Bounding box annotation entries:

__________________________________________________

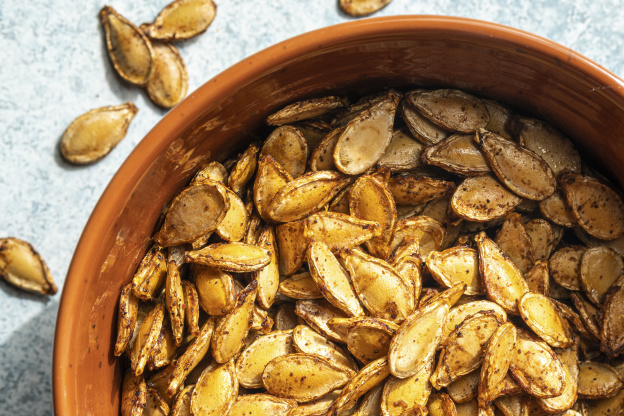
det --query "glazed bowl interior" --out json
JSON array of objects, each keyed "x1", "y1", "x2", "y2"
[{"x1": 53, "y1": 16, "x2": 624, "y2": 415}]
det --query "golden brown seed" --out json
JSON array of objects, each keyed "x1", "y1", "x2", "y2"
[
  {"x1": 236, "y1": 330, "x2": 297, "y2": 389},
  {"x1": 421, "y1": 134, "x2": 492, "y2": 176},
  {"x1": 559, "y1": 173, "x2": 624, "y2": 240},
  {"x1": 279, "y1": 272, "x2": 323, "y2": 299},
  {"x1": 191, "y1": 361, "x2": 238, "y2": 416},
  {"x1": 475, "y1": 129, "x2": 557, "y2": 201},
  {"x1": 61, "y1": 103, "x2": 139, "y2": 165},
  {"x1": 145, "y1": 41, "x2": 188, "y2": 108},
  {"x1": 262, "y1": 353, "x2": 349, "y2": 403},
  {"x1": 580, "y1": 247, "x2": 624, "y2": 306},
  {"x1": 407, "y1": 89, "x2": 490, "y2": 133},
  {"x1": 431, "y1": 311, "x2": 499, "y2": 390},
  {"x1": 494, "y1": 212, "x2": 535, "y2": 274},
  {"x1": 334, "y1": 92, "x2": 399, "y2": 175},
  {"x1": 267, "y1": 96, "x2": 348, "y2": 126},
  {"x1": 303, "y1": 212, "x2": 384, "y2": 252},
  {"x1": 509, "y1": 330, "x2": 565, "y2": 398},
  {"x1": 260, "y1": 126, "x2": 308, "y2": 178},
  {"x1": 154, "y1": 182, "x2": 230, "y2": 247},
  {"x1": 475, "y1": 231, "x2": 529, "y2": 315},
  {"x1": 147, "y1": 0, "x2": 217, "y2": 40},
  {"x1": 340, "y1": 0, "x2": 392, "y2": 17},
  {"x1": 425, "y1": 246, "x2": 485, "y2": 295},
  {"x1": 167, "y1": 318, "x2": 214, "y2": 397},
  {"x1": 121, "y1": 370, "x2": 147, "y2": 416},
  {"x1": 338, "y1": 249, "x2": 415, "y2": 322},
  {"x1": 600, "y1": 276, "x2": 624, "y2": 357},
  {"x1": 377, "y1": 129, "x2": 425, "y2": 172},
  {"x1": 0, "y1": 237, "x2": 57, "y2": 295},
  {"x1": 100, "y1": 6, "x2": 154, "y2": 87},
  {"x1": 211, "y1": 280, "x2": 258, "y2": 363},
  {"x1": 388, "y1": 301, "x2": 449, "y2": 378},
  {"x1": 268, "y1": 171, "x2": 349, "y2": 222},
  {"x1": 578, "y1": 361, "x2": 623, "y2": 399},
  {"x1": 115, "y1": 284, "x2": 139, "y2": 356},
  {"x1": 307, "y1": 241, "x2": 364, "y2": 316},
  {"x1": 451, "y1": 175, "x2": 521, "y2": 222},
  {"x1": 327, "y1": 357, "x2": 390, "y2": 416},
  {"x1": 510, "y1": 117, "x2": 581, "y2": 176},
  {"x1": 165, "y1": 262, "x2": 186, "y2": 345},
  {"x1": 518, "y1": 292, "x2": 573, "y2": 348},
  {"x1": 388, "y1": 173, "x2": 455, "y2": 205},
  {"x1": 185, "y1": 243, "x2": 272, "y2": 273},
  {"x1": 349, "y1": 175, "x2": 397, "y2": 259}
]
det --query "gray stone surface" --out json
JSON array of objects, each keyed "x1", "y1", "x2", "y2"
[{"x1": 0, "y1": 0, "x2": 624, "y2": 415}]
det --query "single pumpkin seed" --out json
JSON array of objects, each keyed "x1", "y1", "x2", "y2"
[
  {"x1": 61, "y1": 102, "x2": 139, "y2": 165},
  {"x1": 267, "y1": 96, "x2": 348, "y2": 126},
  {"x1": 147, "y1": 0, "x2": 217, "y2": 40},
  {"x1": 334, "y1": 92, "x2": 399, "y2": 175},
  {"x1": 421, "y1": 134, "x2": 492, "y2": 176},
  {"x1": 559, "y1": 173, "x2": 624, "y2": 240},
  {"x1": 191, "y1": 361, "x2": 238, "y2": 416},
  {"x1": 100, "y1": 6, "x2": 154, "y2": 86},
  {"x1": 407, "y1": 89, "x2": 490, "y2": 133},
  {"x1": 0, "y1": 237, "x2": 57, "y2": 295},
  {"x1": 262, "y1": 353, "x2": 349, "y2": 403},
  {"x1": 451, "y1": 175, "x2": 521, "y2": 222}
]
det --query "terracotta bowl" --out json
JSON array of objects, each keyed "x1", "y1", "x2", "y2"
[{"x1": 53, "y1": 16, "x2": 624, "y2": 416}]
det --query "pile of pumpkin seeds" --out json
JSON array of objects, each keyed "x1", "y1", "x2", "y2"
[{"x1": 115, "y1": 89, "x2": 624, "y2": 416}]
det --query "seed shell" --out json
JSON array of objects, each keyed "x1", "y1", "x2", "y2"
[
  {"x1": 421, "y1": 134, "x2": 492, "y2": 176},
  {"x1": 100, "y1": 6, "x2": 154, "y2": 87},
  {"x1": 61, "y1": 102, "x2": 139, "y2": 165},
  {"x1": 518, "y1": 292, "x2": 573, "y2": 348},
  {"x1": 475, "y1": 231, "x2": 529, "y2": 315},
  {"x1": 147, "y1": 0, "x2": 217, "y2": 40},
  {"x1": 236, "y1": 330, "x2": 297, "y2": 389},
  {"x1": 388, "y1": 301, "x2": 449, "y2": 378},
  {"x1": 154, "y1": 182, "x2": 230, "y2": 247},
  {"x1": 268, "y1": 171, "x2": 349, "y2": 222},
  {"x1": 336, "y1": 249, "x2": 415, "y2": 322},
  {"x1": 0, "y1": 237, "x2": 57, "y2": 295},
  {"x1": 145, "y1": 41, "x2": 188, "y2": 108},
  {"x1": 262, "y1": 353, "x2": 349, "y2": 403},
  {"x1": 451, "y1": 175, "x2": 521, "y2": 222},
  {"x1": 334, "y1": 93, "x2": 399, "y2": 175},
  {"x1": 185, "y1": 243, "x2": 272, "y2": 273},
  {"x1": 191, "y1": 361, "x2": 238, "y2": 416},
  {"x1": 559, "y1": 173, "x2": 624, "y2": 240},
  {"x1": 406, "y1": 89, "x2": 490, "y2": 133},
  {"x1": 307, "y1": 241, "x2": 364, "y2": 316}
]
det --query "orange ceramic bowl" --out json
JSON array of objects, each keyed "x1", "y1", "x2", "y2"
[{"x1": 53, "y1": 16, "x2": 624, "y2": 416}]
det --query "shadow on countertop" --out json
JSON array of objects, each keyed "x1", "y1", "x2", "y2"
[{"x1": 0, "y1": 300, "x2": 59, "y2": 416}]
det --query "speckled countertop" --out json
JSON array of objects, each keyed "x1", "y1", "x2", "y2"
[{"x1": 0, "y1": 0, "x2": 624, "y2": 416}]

__________________________________________________

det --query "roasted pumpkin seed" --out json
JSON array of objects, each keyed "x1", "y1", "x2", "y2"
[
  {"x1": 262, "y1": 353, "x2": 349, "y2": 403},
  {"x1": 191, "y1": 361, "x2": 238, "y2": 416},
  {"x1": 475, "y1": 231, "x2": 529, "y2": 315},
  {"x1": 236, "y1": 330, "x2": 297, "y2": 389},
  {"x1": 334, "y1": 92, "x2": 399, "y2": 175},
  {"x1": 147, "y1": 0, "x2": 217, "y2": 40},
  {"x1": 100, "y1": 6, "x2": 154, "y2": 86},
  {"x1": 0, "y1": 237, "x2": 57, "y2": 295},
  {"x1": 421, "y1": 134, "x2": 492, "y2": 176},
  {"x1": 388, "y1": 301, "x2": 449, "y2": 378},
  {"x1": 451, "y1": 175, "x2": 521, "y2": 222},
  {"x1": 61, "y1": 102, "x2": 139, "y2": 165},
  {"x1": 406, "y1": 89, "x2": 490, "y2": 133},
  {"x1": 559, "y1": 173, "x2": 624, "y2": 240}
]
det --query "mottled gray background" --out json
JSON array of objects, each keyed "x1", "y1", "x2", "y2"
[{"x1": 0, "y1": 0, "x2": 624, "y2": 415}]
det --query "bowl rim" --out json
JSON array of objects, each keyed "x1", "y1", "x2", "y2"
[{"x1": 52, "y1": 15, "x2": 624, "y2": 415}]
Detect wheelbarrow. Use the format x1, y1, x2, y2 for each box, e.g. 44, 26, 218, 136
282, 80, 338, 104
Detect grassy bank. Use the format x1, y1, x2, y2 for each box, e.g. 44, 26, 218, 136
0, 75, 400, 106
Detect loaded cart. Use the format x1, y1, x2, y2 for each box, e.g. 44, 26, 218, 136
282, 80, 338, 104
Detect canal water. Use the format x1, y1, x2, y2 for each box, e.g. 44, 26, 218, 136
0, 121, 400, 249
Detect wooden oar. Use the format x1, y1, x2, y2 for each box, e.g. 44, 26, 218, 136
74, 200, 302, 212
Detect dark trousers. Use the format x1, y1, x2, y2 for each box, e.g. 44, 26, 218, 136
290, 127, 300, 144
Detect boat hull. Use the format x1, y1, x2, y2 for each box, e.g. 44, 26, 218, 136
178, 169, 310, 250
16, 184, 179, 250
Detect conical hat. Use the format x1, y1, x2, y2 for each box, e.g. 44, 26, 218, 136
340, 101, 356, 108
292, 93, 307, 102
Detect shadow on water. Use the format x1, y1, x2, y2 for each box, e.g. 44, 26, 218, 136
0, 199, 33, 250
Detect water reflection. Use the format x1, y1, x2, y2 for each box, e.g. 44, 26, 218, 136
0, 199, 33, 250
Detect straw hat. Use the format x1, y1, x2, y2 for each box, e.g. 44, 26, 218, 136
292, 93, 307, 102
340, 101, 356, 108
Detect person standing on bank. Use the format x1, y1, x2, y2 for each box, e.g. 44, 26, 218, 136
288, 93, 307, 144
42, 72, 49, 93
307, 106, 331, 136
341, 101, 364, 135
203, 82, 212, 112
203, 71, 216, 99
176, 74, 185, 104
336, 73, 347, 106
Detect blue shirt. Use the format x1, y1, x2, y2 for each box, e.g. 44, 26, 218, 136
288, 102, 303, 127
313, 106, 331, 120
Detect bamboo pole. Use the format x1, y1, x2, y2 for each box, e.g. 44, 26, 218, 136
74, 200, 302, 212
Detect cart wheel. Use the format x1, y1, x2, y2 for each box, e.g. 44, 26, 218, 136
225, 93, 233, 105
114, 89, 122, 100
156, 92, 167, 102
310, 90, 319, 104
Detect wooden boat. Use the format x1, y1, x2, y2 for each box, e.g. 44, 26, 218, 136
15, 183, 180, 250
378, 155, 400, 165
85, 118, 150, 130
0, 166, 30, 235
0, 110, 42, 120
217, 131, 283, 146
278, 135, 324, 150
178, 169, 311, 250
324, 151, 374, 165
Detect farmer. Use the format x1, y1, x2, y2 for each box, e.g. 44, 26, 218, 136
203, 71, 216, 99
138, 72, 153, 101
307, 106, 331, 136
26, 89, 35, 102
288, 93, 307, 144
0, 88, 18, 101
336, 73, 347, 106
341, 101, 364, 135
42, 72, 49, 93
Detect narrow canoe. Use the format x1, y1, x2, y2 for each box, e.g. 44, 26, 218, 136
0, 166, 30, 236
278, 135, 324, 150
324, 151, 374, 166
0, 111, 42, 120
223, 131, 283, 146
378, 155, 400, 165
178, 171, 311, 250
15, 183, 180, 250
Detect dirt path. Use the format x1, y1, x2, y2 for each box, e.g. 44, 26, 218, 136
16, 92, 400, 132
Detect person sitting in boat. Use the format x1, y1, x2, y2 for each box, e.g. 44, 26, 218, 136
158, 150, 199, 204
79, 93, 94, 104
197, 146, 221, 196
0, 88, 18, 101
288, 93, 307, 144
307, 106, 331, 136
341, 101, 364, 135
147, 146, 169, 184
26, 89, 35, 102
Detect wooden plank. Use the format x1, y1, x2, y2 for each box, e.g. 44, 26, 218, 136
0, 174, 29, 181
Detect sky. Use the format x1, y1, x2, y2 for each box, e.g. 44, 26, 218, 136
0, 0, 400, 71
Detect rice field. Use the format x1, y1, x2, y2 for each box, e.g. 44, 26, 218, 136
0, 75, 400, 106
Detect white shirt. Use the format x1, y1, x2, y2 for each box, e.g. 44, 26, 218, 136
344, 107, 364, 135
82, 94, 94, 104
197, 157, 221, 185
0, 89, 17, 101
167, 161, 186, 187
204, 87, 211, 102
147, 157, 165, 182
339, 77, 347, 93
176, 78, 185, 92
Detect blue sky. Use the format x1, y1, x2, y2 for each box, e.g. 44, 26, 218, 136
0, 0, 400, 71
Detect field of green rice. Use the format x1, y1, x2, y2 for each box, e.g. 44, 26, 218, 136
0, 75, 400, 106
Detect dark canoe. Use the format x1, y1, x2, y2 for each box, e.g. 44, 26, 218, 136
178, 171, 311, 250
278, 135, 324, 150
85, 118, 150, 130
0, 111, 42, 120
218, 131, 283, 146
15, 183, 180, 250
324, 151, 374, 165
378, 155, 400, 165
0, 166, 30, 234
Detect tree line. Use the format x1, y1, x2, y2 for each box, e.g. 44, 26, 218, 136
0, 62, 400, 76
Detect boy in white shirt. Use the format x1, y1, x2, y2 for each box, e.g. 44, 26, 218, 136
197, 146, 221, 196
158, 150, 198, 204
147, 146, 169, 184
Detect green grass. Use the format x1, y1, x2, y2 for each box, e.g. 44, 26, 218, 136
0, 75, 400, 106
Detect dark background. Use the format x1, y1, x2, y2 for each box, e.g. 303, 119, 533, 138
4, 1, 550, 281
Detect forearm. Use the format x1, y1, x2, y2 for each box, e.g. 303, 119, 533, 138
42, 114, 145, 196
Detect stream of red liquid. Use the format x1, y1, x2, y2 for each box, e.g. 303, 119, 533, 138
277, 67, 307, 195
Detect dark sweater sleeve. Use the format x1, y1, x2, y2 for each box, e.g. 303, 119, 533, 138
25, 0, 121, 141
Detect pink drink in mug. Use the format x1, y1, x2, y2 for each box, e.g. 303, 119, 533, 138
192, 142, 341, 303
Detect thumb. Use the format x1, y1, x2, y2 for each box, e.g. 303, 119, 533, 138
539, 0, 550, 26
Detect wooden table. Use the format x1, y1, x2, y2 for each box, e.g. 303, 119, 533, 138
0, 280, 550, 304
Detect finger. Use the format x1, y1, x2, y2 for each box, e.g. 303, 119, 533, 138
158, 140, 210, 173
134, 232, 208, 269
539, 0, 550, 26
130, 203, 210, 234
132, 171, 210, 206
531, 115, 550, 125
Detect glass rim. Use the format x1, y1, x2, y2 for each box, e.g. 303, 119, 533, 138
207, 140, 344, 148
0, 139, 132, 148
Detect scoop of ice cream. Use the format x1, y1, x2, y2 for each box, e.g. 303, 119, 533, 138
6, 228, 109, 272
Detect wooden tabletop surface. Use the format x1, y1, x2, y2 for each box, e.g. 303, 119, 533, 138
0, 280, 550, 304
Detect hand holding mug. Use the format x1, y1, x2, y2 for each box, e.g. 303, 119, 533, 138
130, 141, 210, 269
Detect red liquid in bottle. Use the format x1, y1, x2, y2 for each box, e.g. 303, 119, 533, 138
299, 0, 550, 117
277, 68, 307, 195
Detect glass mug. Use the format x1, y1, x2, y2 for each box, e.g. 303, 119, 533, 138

__________________________________________________

**What to do**:
Revise the stretch from the line containing "Detect hand holding" through the line containing "Detect glass mug.", changing "mug" to "cup" and keeping everything else the same.

**The response**:
Detect hand holding cup. Use the format x1, y1, x2, y2 for each box, e.g. 303, 119, 533, 138
130, 141, 210, 269
Detect red liquid in bottle. Use the format x1, y1, x2, y2 for each box, e.g. 303, 119, 533, 138
299, 0, 550, 117
277, 68, 307, 195
Detect glass cup. Use the format x1, y1, x2, y2 for each box, e.g. 303, 119, 533, 138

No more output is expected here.